WRITTEN EXERCISE:
Please edit the rows below by replacing "white t-shirt" with "gray t-shirt" wherever it occurs, leaving everything else unchanged. Leave the pictures out of your answer.

(Some rows)
[START]

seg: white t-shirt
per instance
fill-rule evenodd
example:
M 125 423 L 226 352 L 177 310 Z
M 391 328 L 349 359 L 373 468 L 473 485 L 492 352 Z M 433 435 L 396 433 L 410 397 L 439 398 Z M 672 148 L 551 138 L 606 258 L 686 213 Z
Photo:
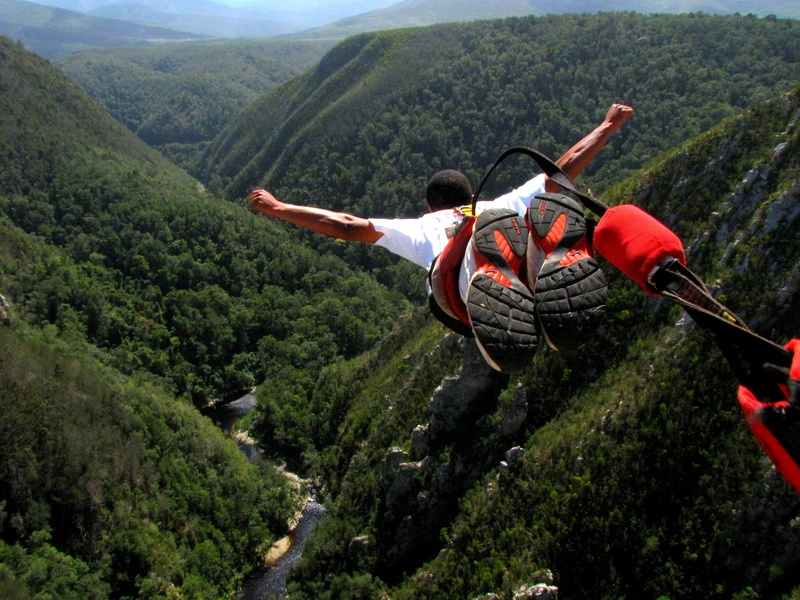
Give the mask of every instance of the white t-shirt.
M 524 217 L 534 196 L 545 191 L 546 179 L 544 174 L 537 175 L 508 194 L 491 201 L 480 201 L 477 212 L 487 208 L 510 208 Z M 370 219 L 370 222 L 376 231 L 383 234 L 375 242 L 376 246 L 382 246 L 427 271 L 447 245 L 447 230 L 458 225 L 462 218 L 458 210 L 445 209 L 424 214 L 417 219 Z M 475 257 L 472 252 L 467 252 L 458 276 L 458 291 L 465 303 L 469 279 L 475 268 Z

[END]

EXPECTED ANSWER:
seg: gray t-shirt
per instance
fill-rule evenodd
example:
M 125 423 L 226 352 L 177 310 Z
M 391 328 L 349 359 L 373 468 L 473 485 L 492 352 Z M 433 435 L 396 433 L 410 397 L 439 398 Z M 672 148 L 551 138 L 606 258 L 686 213 Z
Photo:
Give the mask of every instance of the gray t-shirt.
M 524 217 L 534 196 L 545 191 L 546 179 L 544 174 L 537 175 L 508 194 L 491 201 L 480 201 L 477 212 L 487 208 L 510 208 Z M 370 219 L 370 222 L 376 231 L 383 234 L 375 242 L 376 246 L 382 246 L 427 271 L 447 245 L 447 230 L 458 225 L 462 218 L 458 210 L 445 209 L 424 214 L 417 219 Z M 475 257 L 472 252 L 467 252 L 458 276 L 458 291 L 465 303 L 469 279 L 475 268 Z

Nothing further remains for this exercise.